#### Data provided
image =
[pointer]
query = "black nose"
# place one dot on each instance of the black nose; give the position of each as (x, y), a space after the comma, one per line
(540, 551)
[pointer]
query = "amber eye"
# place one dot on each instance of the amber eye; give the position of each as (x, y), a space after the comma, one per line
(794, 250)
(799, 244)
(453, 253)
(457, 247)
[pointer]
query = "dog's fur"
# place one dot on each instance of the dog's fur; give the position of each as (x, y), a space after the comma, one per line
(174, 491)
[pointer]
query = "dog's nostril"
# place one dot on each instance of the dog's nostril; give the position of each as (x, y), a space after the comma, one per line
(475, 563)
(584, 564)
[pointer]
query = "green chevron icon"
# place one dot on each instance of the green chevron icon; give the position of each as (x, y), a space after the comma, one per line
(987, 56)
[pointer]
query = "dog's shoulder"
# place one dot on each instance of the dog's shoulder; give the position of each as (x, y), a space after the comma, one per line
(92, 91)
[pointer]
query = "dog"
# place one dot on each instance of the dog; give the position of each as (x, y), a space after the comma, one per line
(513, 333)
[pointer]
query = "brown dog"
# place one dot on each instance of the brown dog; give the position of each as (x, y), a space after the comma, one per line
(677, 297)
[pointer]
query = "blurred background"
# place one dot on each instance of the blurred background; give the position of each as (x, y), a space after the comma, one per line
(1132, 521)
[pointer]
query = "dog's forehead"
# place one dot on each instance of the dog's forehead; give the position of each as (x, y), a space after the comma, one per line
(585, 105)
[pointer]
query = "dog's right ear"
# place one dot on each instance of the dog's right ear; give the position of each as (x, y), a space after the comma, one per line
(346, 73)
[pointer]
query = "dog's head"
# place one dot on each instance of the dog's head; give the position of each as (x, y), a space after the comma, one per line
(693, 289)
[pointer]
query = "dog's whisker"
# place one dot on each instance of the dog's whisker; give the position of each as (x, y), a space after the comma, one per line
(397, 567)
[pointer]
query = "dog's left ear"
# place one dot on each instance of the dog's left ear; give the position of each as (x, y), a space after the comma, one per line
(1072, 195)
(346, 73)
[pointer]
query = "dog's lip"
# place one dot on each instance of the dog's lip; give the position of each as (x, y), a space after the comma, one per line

#### Problem to work on
Please format every line of the records above as a JSON list of strings, one string per line, with blank lines left out.

#### Solution to this problem
[
  "image =",
  "[pointer]",
  "query = \"black nose\"",
  "# place one dot on each instance of the black nose; give the position of each as (x, y), a space after the comma, one per line",
  "(540, 551)",
  "[pointer]",
  "query = \"amber eye\"",
  "# place one dot on each instance of the amber eye; give the position of each as (x, y), a space after the comma, one per line",
  "(794, 250)",
  "(799, 244)",
  "(453, 253)",
  "(457, 247)",
  "[pointer]",
  "query = \"dog's fur\"",
  "# place one dot on each instance of the dog's fur; give the position of each as (x, y), a space after the comma, one per line",
  "(174, 491)",
  "[pointer]",
  "query = \"dog's nostril\"",
  "# place one dot on each instance of the dog's nostril; give the position of each as (x, y), a space after the comma, one per line",
  "(475, 563)",
  "(584, 564)",
  "[pointer]",
  "query = \"green chevron icon\"",
  "# place one dot on each instance of the green chevron icon; give the position of each as (x, y), a space after the comma, one per line",
  "(987, 56)",
  "[pointer]",
  "query = \"dog's shoulder\"",
  "# place one dot on each instance of the dog's shoulder; give the position of each as (x, y), a space after the comma, one per line",
  "(92, 91)",
  "[pointer]",
  "query = \"dog\"",
  "# place one dot on each instance of the dog; give the position of each as (x, y), a space after the comma, one per line",
  "(513, 333)",
  "[pointer]",
  "query = \"brown dog\"",
  "# place one dot on each instance of the brown dog; give the position of each as (x, y), a space after the comma, one per line",
  "(677, 297)",
  "[pointer]",
  "query = \"blurred background\"",
  "# place one dot on each instance of the blurred background; give the position of each as (x, y), a space after the comma, one per line",
  "(1132, 521)",
  "[pointer]",
  "query = \"dog's forehead\"",
  "# place one dot on each instance of the dog's forehead; give the position of each as (x, y), a space after the comma, one per line",
  "(585, 105)",
  "[pointer]",
  "query = \"dog's right ear\"",
  "# place one dot on each instance of the dog's right ear; give the position of each as (x, y), a space after the comma, one per line",
  "(346, 73)",
  "[pointer]",
  "query = \"dog's head\"",
  "# place one dot on each instance of the dog's head; give the position of each as (x, y), a space after the comma, one per line",
  "(693, 289)",
  "[pointer]",
  "query = \"dog's whisker\"",
  "# place one dot on each instance of the dog's whisker; give the position of each as (x, y), a space after the comma, one per line",
  "(397, 567)",
  "[pointer]",
  "query = \"dog's left ear\"",
  "# place one dot on each instance of the dog's left ear; give the position of each as (x, y), a space after the comma, one per line",
  "(1072, 195)",
  "(346, 73)",
  "[pointer]",
  "query = \"dog's lip\"",
  "# place one dot on each instance of the dog's lip; give the position of each as (x, y), a space after the comma, one per line"
]